Task objective: Arrange the records below as a two-column CSV with the header columns "prompt" and "points" and one row per record. Put each record's text and its answer in separate quoted fields, replacing every line break with a space.

Items in a dataset:

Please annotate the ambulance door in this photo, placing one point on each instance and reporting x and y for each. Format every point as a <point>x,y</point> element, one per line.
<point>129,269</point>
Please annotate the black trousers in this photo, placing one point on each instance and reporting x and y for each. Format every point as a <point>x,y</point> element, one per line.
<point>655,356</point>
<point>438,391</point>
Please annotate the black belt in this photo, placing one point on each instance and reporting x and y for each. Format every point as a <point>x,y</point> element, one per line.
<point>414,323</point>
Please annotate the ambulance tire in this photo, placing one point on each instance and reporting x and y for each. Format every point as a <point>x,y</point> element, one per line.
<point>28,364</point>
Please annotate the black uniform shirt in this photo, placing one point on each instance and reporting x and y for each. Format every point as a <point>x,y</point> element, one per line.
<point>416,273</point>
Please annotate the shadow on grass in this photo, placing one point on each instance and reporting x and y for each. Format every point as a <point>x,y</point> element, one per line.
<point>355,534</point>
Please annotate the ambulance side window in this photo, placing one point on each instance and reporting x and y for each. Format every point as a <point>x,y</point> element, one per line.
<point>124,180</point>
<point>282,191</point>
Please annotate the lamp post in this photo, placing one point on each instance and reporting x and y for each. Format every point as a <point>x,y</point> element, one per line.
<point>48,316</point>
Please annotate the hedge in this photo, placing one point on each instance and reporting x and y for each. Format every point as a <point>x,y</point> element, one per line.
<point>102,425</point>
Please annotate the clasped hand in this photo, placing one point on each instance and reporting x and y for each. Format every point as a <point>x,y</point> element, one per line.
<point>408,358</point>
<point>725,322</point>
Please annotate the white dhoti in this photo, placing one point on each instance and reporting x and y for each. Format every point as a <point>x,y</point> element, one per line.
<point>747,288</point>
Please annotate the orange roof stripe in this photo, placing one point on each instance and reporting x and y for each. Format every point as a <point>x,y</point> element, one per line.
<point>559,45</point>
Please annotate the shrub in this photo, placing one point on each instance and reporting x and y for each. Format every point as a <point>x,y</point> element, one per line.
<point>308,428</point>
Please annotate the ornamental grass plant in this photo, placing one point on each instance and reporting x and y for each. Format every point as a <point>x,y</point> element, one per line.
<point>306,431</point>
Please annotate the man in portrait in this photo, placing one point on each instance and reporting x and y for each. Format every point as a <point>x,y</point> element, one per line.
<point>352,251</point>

In response:
prompt,points
"Please annotate the ambulance door in this photo, placing one point on each instance and reporting x and y for each. Format every point as a <point>x,y</point> element, one per line.","<point>129,269</point>"
"Please annotate the black trousers in this photo, placing one point on each instance and reporting x and y for each. Format every point as a <point>x,y</point> element, one per line.","<point>655,356</point> <point>438,391</point>"
"Please annotate the black belt in this photo, placing one point on each instance and reporting x and y for each. Format every point as a <point>x,y</point> element, one per line.","<point>414,323</point>"
"Please annotate the ambulance tire in this photo, placing one point on each instance and reporting x and y for each. Format every point as a <point>x,y</point> element, one per line.","<point>28,364</point>"
"Please annotate the black uniform shirt in this photo, placing one point on each instance and reporting x and y for each. Format every point as a <point>x,y</point> element, one per line.","<point>416,273</point>"
"Please annotate the shadow on grass in this photo, placing one point on each instance and reporting x and y for each. Format every point as a <point>x,y</point> element, one per line.","<point>355,534</point>"
"Please annotate the ambulance side window in this photo, placing one point on each instance and reporting x and y for each. Format every point as a <point>x,y</point> element, one per line.","<point>124,180</point> <point>282,191</point>"
"Please annotate the lamp post in this photo, placing one point on each instance and reporting x and y for each. Format every point as a <point>x,y</point> element, one per line.","<point>48,316</point>"
"Please annotate the hedge in this photo, placing one point on each instance and reporting x and y for each. Format every point as a <point>x,y</point> element, one per line.","<point>102,425</point>"
"Please annotate the clasped hand in this photo, placing one point on each instance and reporting x and y for each. Format every point as a <point>x,y</point> element, one per line.","<point>408,358</point> <point>725,322</point>"
"Please annotate the white dhoti in this photo, placing one point on each instance and reporting x and y for each. Format every point as a <point>x,y</point> element, one per line.","<point>747,288</point>"
"Please annotate the orange roof stripe in this photo, placing one point on each instance and reporting x and y for each. Format every point as a <point>x,y</point> element, one per line.","<point>559,45</point>"
"Please annotate the shrub in this photo, placing one point on each instance and reporting x and y for each. Format every point as a <point>x,y</point> element, one per line.","<point>308,428</point>"
"Please annotate the ornamental grass plant in this photo, placing one point on each instance and reporting x and y for each. Format every point as a <point>x,y</point> element, one per line.","<point>306,431</point>"
"Please annotate the man in portrait in this photo, placing one point on each instance and reporting x and y for each. Format every point as a <point>x,y</point> element, one per line.","<point>352,251</point>"